* _DOCUMENT SECTION_
[Start of Attachment]

Coronavirus has had a far-reaching effect. For some of us our health, or that of a loved one, has been sadly impacted. For all of us, how we work, socialise, shop and live in the world has changed as we’ve adapted to measures to keep us safe.  Society itself has entered a transformation that may set the template for how we work, rest and play in the future.

When lockdown measures are eventually eased, it’s unlikely that we will suddenly and quickly head back into our workplaces and then, at the weekend, flood back into cafes, restaurants, cinemas and shopping centres as before. It’s likely to be a much more gradual process. 

Regrettably, some of us will suffer financially - some already have. But the post-virus landscape may also offer opportunities for both businesses and individuals to adapt and adjust to a ‘new normal’.

Changing the way we work

For some of us, the traditional nine-to-five office life may be a thing of the past.  During this period employers have seen the benefits of working-from-home policies, as their workforce not only function well but thrive in the domestic ‘office’.

[End of Attachment]

* _INSTRUCTIONS TO FOLLOW_
Continue the piece on how coronavirus is changing work and daily life, picking up after its last sentence about working from home.

* _GIVEN DATA_
[Start of Attachment]

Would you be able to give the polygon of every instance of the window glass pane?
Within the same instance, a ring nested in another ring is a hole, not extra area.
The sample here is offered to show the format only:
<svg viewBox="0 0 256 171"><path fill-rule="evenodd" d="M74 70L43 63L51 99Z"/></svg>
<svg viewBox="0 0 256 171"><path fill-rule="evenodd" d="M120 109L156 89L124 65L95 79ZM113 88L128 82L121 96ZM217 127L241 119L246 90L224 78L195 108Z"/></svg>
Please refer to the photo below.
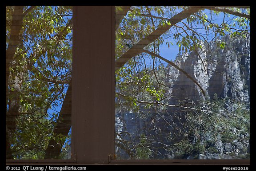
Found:
<svg viewBox="0 0 256 171"><path fill-rule="evenodd" d="M250 8L116 10L117 159L250 159Z"/></svg>
<svg viewBox="0 0 256 171"><path fill-rule="evenodd" d="M69 159L70 6L6 7L6 159Z"/></svg>

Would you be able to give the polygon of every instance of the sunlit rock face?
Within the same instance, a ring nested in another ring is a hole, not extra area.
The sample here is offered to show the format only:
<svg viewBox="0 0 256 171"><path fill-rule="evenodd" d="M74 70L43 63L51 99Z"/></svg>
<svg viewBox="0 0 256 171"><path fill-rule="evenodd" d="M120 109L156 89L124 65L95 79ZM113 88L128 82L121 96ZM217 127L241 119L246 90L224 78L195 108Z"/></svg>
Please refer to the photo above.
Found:
<svg viewBox="0 0 256 171"><path fill-rule="evenodd" d="M207 98L212 101L217 97L228 99L224 107L229 111L236 110L237 106L232 105L234 102L248 104L248 110L250 110L250 38L244 40L244 39L231 38L227 35L221 41L226 43L224 48L217 46L218 40L210 43L202 42L202 48L190 53L180 54L174 62L197 82L206 96L203 95L202 90L186 74L168 65L166 70L168 74L164 82L168 87L166 93L171 96L165 99L165 103L177 105L183 102L184 106L191 107L191 104L196 105L202 98ZM186 122L186 113L189 109L183 109L184 112L180 112L180 107L167 107L166 109L167 112L156 113L152 111L148 117L144 118L132 111L117 110L116 132L119 134L126 132L119 136L127 140L137 140L134 141L137 144L140 143L138 138L141 135L153 139L154 140L152 145L156 147L152 149L155 154L152 155L154 158L177 158L172 152L161 147L163 144L171 147L184 139L182 134L188 131L184 124ZM243 155L250 153L249 138L246 138L249 137L250 133L241 132L236 128L231 131L239 138L230 142L217 136L214 142L207 145L209 149L212 149L209 150L210 152L190 154L182 158L240 159ZM211 135L203 136L206 140L201 144L206 143L207 140L211 138ZM117 136L117 139L120 137ZM196 139L189 136L187 139L192 144L196 144ZM125 150L118 147L116 148L121 158L130 158L130 154Z"/></svg>

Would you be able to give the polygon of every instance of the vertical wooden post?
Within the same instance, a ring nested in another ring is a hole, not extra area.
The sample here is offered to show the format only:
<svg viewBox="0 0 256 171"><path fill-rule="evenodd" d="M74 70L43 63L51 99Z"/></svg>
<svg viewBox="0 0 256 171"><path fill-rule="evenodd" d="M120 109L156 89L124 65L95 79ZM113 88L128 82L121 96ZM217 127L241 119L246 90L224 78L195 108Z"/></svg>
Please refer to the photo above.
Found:
<svg viewBox="0 0 256 171"><path fill-rule="evenodd" d="M106 163L114 152L114 15L113 6L73 7L72 138L77 163Z"/></svg>

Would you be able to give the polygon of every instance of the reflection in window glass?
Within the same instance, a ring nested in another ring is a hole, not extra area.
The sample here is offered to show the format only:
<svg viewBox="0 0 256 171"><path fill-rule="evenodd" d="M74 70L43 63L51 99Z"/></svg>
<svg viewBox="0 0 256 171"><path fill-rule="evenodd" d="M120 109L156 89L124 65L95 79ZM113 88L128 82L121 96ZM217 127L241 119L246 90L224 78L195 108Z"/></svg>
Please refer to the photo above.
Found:
<svg viewBox="0 0 256 171"><path fill-rule="evenodd" d="M116 9L118 159L250 159L250 8Z"/></svg>
<svg viewBox="0 0 256 171"><path fill-rule="evenodd" d="M6 159L70 159L71 7L6 14Z"/></svg>

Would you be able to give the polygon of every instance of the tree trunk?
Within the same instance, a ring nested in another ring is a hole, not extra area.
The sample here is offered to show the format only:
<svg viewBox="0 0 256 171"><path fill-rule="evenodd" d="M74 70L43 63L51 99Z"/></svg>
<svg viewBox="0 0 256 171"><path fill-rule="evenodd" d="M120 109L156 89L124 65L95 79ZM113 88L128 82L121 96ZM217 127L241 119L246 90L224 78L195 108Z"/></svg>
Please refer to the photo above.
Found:
<svg viewBox="0 0 256 171"><path fill-rule="evenodd" d="M45 151L44 159L58 159L65 139L56 140L60 136L67 136L71 127L71 85L68 86L61 109L52 132L52 136Z"/></svg>

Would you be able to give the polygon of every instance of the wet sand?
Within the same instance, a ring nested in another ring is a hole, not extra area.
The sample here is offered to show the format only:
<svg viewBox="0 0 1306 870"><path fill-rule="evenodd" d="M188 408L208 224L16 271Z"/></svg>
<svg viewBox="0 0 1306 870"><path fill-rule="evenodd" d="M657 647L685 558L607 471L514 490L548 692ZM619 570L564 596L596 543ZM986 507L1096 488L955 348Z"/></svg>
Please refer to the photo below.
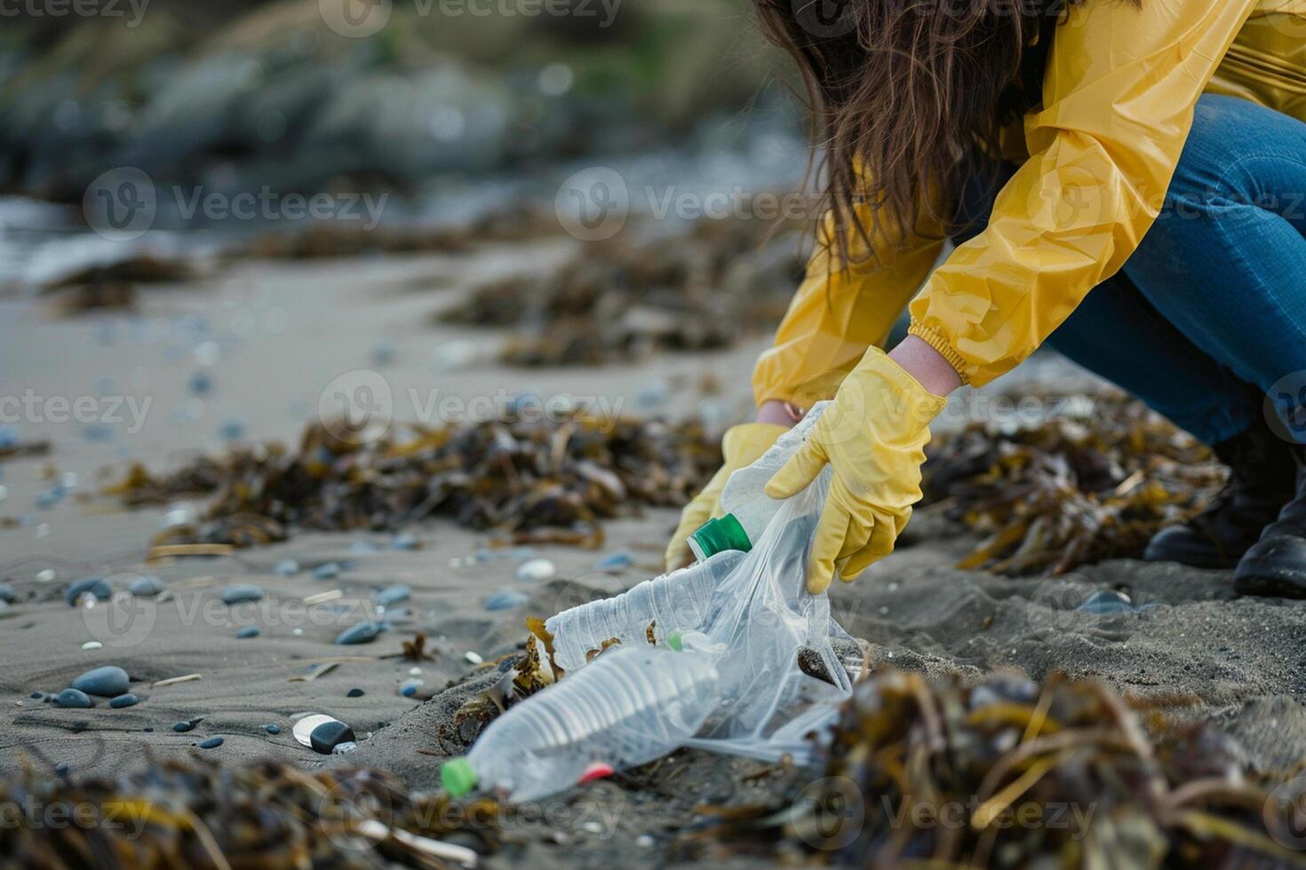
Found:
<svg viewBox="0 0 1306 870"><path fill-rule="evenodd" d="M724 353L660 355L603 369L521 370L483 361L502 334L431 323L431 313L456 301L474 280L562 250L556 243L532 243L474 257L246 261L200 282L146 288L131 316L54 317L40 301L7 299L0 394L22 395L29 387L47 400L103 394L135 398L138 407L148 399L150 410L137 433L128 434L127 424L110 425L111 440L89 438L85 424L25 420L22 436L50 438L52 453L0 463L0 484L8 488L0 517L18 522L0 528L0 579L17 593L14 604L0 610L0 773L67 763L74 776L112 775L146 758L204 753L231 763L272 755L304 767L375 766L415 788L435 787L441 759L465 749L440 733L448 732L457 706L478 691L468 653L492 661L525 638L528 614L546 617L658 573L675 511L609 523L598 552L533 548L556 565L558 575L522 582L516 578L521 560L513 554L469 562L486 537L448 522L409 530L421 544L414 550L392 549L383 533L295 533L287 543L234 556L146 563L148 539L166 509L124 511L110 500L76 494L47 510L35 501L54 483L48 470L74 472L77 490L90 494L106 480L102 468L120 472L131 459L175 466L196 451L218 449L219 430L234 421L247 440L293 441L324 391L358 369L384 374L397 397L397 419L421 416L410 390L422 407L439 390L439 397L464 400L522 393L593 397L619 400L627 412L670 417L707 411L730 419L746 412L761 337ZM200 329L201 318L206 330ZM390 356L393 361L385 361ZM213 365L202 365L214 357ZM188 382L200 369L213 390L196 397ZM727 385L724 394L699 393L695 385L704 373ZM1066 389L1088 382L1047 359L1020 374L1050 376ZM836 618L870 642L876 663L963 678L998 668L1019 668L1036 678L1064 670L1101 677L1130 694L1186 695L1191 706L1181 715L1220 723L1258 767L1280 770L1306 757L1302 605L1234 599L1228 573L1171 565L1107 562L1054 584L956 571L951 565L969 541L927 514L913 522L904 544L862 582L833 591ZM375 552L360 552L368 545ZM601 557L622 549L631 550L631 567L619 574L594 570ZM277 575L274 567L286 558L296 560L300 573ZM332 579L312 577L315 566L332 561L353 563ZM39 579L48 570L56 578ZM112 575L116 587L137 574L155 574L171 597L136 610L132 622L111 625L103 618L106 605L88 610L64 601L65 584L90 574ZM257 607L227 608L219 595L231 583L256 583L266 597ZM370 644L332 643L343 627L375 614L370 601L377 588L397 583L409 584L413 595L398 605L406 616L387 614L392 630ZM487 597L503 588L524 592L528 603L487 612ZM1127 617L1075 609L1102 588L1124 590L1143 607ZM304 605L306 597L336 590L340 597ZM238 639L246 625L259 625L261 634ZM396 657L418 631L431 637L434 660ZM94 640L103 646L82 648ZM295 680L329 660L338 660L329 673ZM94 710L61 710L29 698L33 691L59 691L103 664L127 669L141 699L137 706L110 710L101 702ZM398 687L413 678L414 667L421 668L422 697L405 698ZM153 685L191 673L201 678ZM451 681L469 677L445 690ZM363 694L350 698L351 689ZM360 738L359 749L326 758L299 746L290 727L304 712L346 721ZM172 730L175 721L197 716L204 721L195 730ZM268 734L268 724L279 725L281 733ZM222 736L225 743L193 747L210 736ZM549 803L558 813L518 822L516 844L490 865L665 862L678 854L669 844L693 823L696 805L746 801L786 781L781 773L741 779L760 768L679 753L633 776L573 789Z"/></svg>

[End of Attachment]

* _ANSWER TO THE EXERCISE_
Workers have found ways to incorporate family and work lives successfully. Flexible hours have benefitted both employees and employers and working parents have been able to share childcare between them. While people have had different experiences, one thing is certain: very few people are missing their long, and often stressful, commutes.

What these changes might mean for businesses and investment

Of course, there will always be industries and professions that aren’t able to conduct their business as usual by working from home, but a significant portion of the UK’s employed population are office-based. While Coronavirus lingers, employers may be reluctant to crowd offices with as many staff as before. Having an increasingly dispersed workforce may have knock-on effects for businesses and investment - some good, some bad.

Commercial property is one sector that could suffer - fewer people in the office may lead to downsizing of office space. Public transport companies could feel the pinch too. With more people working at home, less people may need to spend time and money travelling into their workplace, leading to fewer passengers and lower revenues for transport providers. 

There are also likely to be positive changes from this change to home working. While some companies may be reducing rental costs, those companies are likely to be increasing spending on areas that support home working, such as their technology infrastructure, telecom and other communications systems. 

The environment has been enjoying a respite too. Could this crisis now be the catalyst for sustained climate change? In the near future, we may see increased demand for investment in alternative energy sources like wind and solar.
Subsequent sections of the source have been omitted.